▶ **本文**:
>>>>
だからイスラエルは、生死に関わる問題として、イランの核施設に対する空爆も
辞せずという態度をとっています。

 イスラエルは、サダム・フセインの核開発が明らかになったとき、空爆で建設
中の原子炉を破壊しましたし、シリアが北朝鮮の支援で作っていた秘密原子炉も、
2009年、空爆でつぶしました。今回もその構えを見せています。

 一方、北朝鮮の核の脅威を最も受けるのは日本ですが、日本政府は以前から、
差し迫った状況下では、敵のミサイル発射基地への先制攻撃は憲法上許されると
の解釈を示していながら、そのために必要な能力の整備を全くしてきていない。

 いま北朝鮮の長距離弾道ミサイル発射実験に対し、軌道をはずれ日本に落ちて
きた場合の迎撃の話ばかりしていますが、今こそ、敵基地攻撃能力の整備に政治
家は乗り出さねばならない。

 北京まで射程に収める敵基地攻撃力を持つ構えを見せれば、中国も少しは真剣
に北朝鮮を押さえに掛かるでしょう。日本が北朝鮮に先制攻撃を掛ける事態もあ
りうるとなれば、アメリカも北朝鮮問題は先送りといかなくなるでしょう。

 ところが現状では、イスラエルは本気だが、日本は本気でないから、まずイラ
ン問題に力を傾注しようという雰囲気が米側に見て取れる。日本にとって自業自
得と言うほかありません。

 先ほど増元さんも触れたアメリカ人拉致疑惑、デビッド・スネドン氏のケース
もワシントンで常に話題にしてきました。アメリカにおいては、北朝鮮にとって、
日本人、韓国人を拉致して日本や韓国を怒らせても怖くないが、アメリカ人を拉
致してアメリカを怒らせたら大変だから、まさかそんなバカなことはしないだろ
うという、ある種傲慢な発想も見受けられます。

 にわかに信じがたいという反応が、従って、かなりありました。だからこちら
がまず答えたのは、この件は日本や韓国発ではなく、他ならぬアメリカ人の専門
家、チャック・ダウンズというアメリカ有数の北朝鮮問題専門家かつ拉致問題の
構造に非常に詳しい人物が、北による拉致の可能性を指摘している事例なのだと
いう点です。ダウンズからじっくり話を聞いてくれるよう、どこでも言い添えて
きました。

 スネドン青年の家族も、最近になって、拉致の可能性について声を上げようと
の姿勢になり、日本の家族会・救う会・拉致議連との連携にも期待を高めていま
す。
<<<<
▶ **課題一覧**:
1/ 核と拉致の問題を論じた本文のうち、「一方、北朝鮮の核の脅威を最も受けるのは日本ですが、日本政府は以前から、」から「りうるとなれば、アメリカも北朝鮮問題は先送りといかなくなるでしょう。」までをすべて書き写してください。
2/ 核と拉致の問題を論じた本文を、最後の文の後から書き継いでください。

▶ **資料**:
>>>>
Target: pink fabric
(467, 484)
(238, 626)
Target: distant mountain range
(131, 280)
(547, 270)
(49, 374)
<<<<
▶ **解答例**:
1/
一方、北朝鮮の核の脅威を最も受けるのは日本ですが、日本政府は以前から、
差し迫った状況下では、敵のミサイル発射基地への先制攻撃は憲法上許されると
の解釈を示していながら、そのために必要な能力の整備を全くしてきていない。

 いま北朝鮮の長距離弾道ミサイル発射実験に対し、軌道をはずれ日本に落ちて
きた場合の迎撃の話ばかりしていますが、今こそ、敵基地攻撃能力の整備に政治
家は乗り出さねばならない。

 北京まで射程に収める敵基地攻撃力を持つ構えを見せれば、中国も少しは真剣
に北朝鮮を押さえに掛かるでしょう。日本が北朝鮮に先制攻撃を掛ける事態もあ
りうるとなれば、アメリカも北朝鮮問題は先送りといかなくなるでしょう。

2/
 具体的には、4月27日に両親と兄夫婦が来日し、28日午後2時から日比谷
公会堂で開かれる国民大集会に参加、その際、拉致議連の代表や松原拉致担当相
とも面談の予定です。家族としては、拉致問題で意識が高く、知識も豊富な日本
で自分たちが活動し、それがアメリカのメディアに逆輸入の形で載れば、米政府
もより真剣に取り組むだろうとの期待があるようです。

 デヴィド・スネドン青年(失踪当時24才)は2004年の夏に、中国の雲南省
で忽然と姿を消した。その数か月前に米議会が北朝鮮人権法を通していて、脱北
者の保護受け入れを進めるとの規定もあります。それに対し北朝鮮は、アメリカ
人が脱北を幇助した場合、報復する旨声明を出しています。

 スネドン青年は雲南省に行く前に、北京にいるアメリカ人の友人の部屋に数日
間泊まっています。その友人は中国内で人権運動に関与した廉で、中国政府から
強制退去を言い渡されていた。当然、中国の公安はスネドン青年の動きもマーク
していたでしょう。

 スネドン青年が移動した雲南省は、東南アジア諸国に接しており、脱北者の逃
走ルートに当たっています。

 北朝鮮の特務機関の人間も少なからず要路に張り込んでいると言います。脱北
者を助けていると思われるアメリカ人を車に押し込み、逆ルートで北朝鮮まで連
れて行くというのは、充分可能かつありうる話だとチャック・ダウンズは強調し
ています。

 デヴィドの失踪後、お父さんと兄弟二人が雲南省まで足を運び、ハイキング・
ルートでの事故などの可能性も考え、デヴィドの拡大写真を胸に掛けて村々を尋
ね歩いたり、中国当局に米大使館を通じて照会したりもしていますが、手掛かり
が得られなかった。

 スネドン家はユタ州の出身で、私も今回の訪米に際し、スネドン家からの依頼
もあり、ユタ州選出のマイク・リーという若手上院議員の事務所を訪ね、政策ス
タッフと話をしてきました。拉致議連の代表もまじえ5月にも再訪米する際、で
きればリー議員にも会いたいと思っています。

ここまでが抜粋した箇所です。